**ACTIVITY**
Starting at the line with "Query: bravo farms sign" and going on through the line with "Place a pin on every instance of the wooden post", reproduce each line in the records below exactly and nothing more.

**DATA SHOWN**

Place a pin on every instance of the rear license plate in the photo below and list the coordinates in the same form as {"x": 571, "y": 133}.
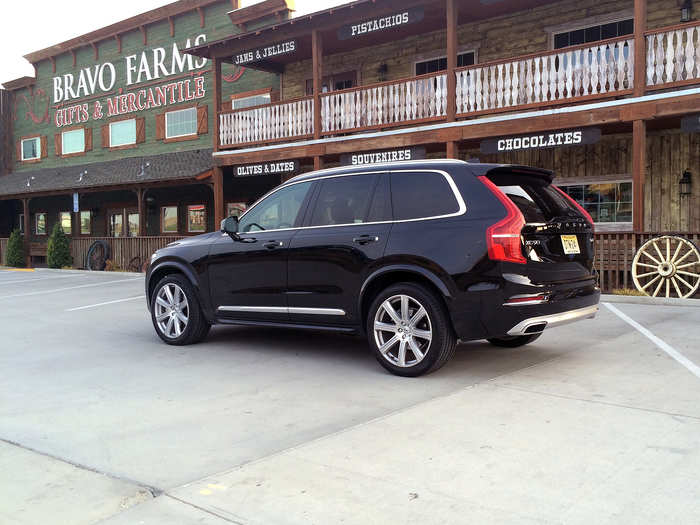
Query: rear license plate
{"x": 570, "y": 244}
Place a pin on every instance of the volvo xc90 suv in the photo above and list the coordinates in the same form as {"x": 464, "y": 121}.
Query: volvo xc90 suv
{"x": 414, "y": 255}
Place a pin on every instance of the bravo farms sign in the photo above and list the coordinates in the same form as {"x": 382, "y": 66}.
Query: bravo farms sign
{"x": 150, "y": 79}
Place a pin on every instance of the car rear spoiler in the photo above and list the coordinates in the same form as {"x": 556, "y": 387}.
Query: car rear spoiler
{"x": 508, "y": 169}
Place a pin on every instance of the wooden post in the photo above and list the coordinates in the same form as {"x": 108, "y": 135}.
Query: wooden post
{"x": 452, "y": 10}
{"x": 27, "y": 233}
{"x": 639, "y": 164}
{"x": 216, "y": 82}
{"x": 640, "y": 47}
{"x": 141, "y": 196}
{"x": 218, "y": 188}
{"x": 317, "y": 66}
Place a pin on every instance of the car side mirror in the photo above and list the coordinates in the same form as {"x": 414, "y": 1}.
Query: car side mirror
{"x": 230, "y": 225}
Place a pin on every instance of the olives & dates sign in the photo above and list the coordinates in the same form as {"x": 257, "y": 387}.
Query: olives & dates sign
{"x": 147, "y": 68}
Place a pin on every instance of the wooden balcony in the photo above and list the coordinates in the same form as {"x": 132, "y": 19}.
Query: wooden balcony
{"x": 575, "y": 74}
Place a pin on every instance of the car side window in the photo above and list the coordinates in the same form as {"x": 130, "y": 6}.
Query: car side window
{"x": 343, "y": 200}
{"x": 416, "y": 195}
{"x": 277, "y": 211}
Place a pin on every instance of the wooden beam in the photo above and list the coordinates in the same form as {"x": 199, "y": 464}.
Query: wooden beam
{"x": 640, "y": 47}
{"x": 216, "y": 85}
{"x": 639, "y": 167}
{"x": 452, "y": 10}
{"x": 27, "y": 232}
{"x": 317, "y": 66}
{"x": 218, "y": 187}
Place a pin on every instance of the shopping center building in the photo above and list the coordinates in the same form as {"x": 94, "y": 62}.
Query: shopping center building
{"x": 604, "y": 93}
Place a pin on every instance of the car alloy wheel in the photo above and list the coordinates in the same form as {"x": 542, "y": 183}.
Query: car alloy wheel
{"x": 402, "y": 331}
{"x": 172, "y": 311}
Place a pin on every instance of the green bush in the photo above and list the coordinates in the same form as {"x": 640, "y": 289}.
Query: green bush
{"x": 15, "y": 250}
{"x": 58, "y": 249}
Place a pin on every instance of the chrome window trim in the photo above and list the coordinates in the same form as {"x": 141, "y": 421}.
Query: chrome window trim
{"x": 282, "y": 310}
{"x": 450, "y": 181}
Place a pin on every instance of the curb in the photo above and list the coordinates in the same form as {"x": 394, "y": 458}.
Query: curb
{"x": 649, "y": 301}
{"x": 52, "y": 270}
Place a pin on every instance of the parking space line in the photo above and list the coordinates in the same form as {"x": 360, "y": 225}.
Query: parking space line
{"x": 672, "y": 352}
{"x": 105, "y": 303}
{"x": 40, "y": 279}
{"x": 28, "y": 294}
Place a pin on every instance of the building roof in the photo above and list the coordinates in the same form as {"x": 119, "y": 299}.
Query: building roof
{"x": 185, "y": 165}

**WRITTEN ANSWER**
Query: bravo farms sign
{"x": 150, "y": 79}
Place a pin on every instance of the car rear spoiler in the photo above and list the coordinates in the same form as {"x": 556, "y": 387}.
Query: car rear spoiler
{"x": 508, "y": 169}
Place a pin on every instance of the wooden post in the photo above and list the coordinates in the same form as {"x": 108, "y": 135}.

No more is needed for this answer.